* Exercise: Please reproduce the entries that follow line for line, with no changes. Leave the pictures out.

(Region labeling entries)
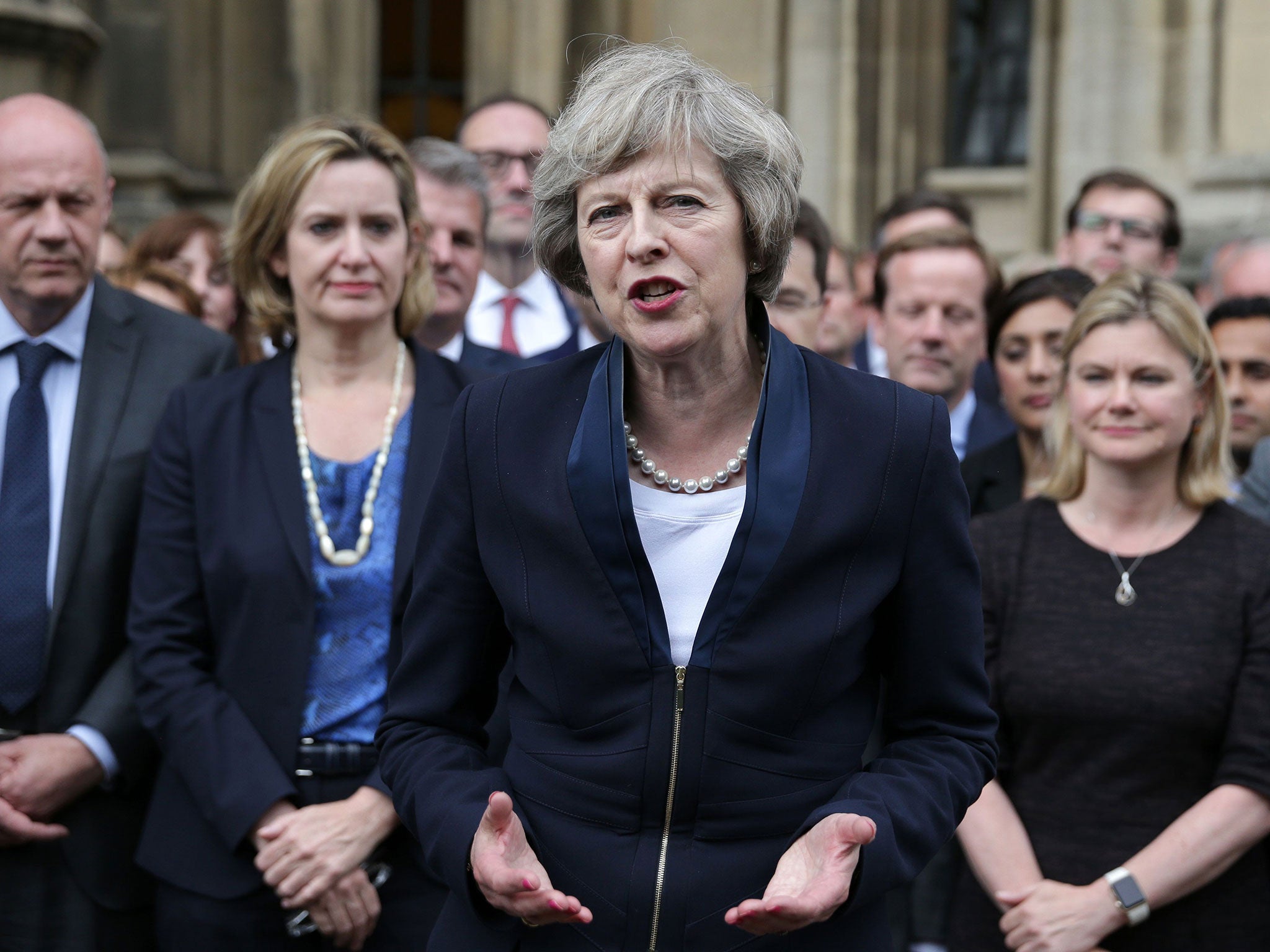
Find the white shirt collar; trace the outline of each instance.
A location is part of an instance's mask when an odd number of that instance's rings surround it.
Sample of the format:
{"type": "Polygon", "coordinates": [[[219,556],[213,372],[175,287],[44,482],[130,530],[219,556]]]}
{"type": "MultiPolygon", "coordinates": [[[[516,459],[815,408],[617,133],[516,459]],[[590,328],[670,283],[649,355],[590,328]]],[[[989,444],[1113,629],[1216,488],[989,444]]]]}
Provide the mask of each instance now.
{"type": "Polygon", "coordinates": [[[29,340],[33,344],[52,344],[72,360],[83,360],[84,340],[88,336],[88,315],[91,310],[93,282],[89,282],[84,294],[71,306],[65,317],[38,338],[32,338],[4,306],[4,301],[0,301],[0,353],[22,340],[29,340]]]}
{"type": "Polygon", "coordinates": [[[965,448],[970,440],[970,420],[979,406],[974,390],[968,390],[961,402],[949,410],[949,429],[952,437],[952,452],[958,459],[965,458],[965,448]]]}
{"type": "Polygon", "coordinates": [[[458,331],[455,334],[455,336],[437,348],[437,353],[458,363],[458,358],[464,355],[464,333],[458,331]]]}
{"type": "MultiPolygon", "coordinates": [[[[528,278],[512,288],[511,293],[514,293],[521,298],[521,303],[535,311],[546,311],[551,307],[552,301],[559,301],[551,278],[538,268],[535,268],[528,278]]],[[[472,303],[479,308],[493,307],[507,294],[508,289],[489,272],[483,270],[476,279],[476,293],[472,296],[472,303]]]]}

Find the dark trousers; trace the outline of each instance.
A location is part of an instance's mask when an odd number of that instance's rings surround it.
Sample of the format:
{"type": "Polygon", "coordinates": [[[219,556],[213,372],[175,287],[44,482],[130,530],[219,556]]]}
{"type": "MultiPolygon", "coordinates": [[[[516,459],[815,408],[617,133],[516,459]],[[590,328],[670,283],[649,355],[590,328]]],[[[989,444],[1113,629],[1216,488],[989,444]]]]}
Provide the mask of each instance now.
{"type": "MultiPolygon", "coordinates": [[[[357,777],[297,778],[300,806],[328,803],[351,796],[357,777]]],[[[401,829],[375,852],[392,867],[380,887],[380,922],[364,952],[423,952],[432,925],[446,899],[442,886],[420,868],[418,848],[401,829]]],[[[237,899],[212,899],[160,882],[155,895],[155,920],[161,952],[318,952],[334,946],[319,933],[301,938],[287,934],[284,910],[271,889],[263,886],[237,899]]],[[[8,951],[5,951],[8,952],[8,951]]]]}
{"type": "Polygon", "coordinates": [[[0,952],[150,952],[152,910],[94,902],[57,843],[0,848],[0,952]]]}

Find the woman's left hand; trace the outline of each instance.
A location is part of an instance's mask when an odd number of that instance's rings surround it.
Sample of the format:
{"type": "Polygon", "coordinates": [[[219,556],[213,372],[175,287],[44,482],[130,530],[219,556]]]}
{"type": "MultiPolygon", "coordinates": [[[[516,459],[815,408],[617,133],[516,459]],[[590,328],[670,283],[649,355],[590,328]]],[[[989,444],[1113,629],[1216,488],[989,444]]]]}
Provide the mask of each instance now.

* Answer to this task:
Find the white shirt collar; trace the outline of each instance.
A location is part of an instance's mask when an odd number of that instance's rings surround it.
Sample of the format:
{"type": "Polygon", "coordinates": [[[219,556],[213,372],[175,287],[44,482],[130,530],[219,556]]]}
{"type": "MultiPolygon", "coordinates": [[[[516,459],[815,408],[617,133],[516,459]],[[590,328],[670,283],[649,355],[590,328]]],[[[989,444],[1113,629],[1216,488],[989,444]]]]}
Provide the mask of each instance now.
{"type": "Polygon", "coordinates": [[[29,340],[33,344],[52,344],[72,360],[83,360],[84,340],[88,336],[88,315],[91,310],[93,282],[89,282],[84,294],[71,306],[65,317],[38,338],[32,338],[4,306],[4,301],[0,301],[0,353],[22,340],[29,340]]]}
{"type": "Polygon", "coordinates": [[[965,448],[970,440],[970,420],[979,406],[974,390],[968,390],[961,402],[949,410],[949,429],[952,437],[952,452],[958,459],[965,458],[965,448]]]}
{"type": "Polygon", "coordinates": [[[458,331],[455,334],[455,336],[437,348],[437,353],[458,363],[458,358],[464,355],[464,333],[458,331]]]}
{"type": "MultiPolygon", "coordinates": [[[[528,278],[512,288],[511,293],[514,293],[521,298],[521,303],[535,311],[546,311],[551,307],[552,301],[559,301],[551,278],[538,268],[535,268],[528,278]]],[[[472,303],[479,308],[493,307],[507,294],[508,289],[489,272],[483,270],[476,279],[476,293],[472,296],[472,303]]]]}

Find the dark trousers; trace the outline of each instance.
A location is part of an instance's mask when an odd number of that instance's rings surround it.
Sample of the format:
{"type": "Polygon", "coordinates": [[[219,556],[213,372],[175,287],[44,482],[130,530],[219,556]]]}
{"type": "MultiPolygon", "coordinates": [[[[516,459],[815,408],[617,133],[516,459]],[[590,328],[670,283],[649,355],[590,328]]],[[[989,444],[1113,629],[1216,488],[989,444]]]]}
Provide the mask of each instance now.
{"type": "MultiPolygon", "coordinates": [[[[357,777],[297,778],[300,806],[328,803],[351,796],[357,777]]],[[[401,829],[375,852],[392,867],[380,887],[380,922],[364,952],[423,952],[432,925],[446,899],[442,886],[420,868],[418,848],[401,829]]],[[[237,899],[212,899],[160,882],[155,895],[155,920],[161,952],[318,952],[334,946],[319,933],[301,938],[287,934],[284,910],[271,889],[263,886],[237,899]]],[[[8,951],[5,951],[8,952],[8,951]]]]}
{"type": "Polygon", "coordinates": [[[0,952],[150,952],[152,910],[94,902],[57,843],[0,848],[0,952]]]}

Find the woman's left hand; trace the outline of each instance.
A location is part of an instance's mask when an odd number of that instance's rings surround it.
Sample of the format:
{"type": "Polygon", "coordinates": [[[219,556],[213,372],[175,287],[44,482],[130,530],[219,556]]]}
{"type": "MultiPolygon", "coordinates": [[[[516,459],[815,408],[617,133],[516,459]],[[590,328],[670,283],[649,355],[590,328]]],[[[989,444],[1113,629],[1216,488],[989,444]]]]}
Provide the mask of each instance now.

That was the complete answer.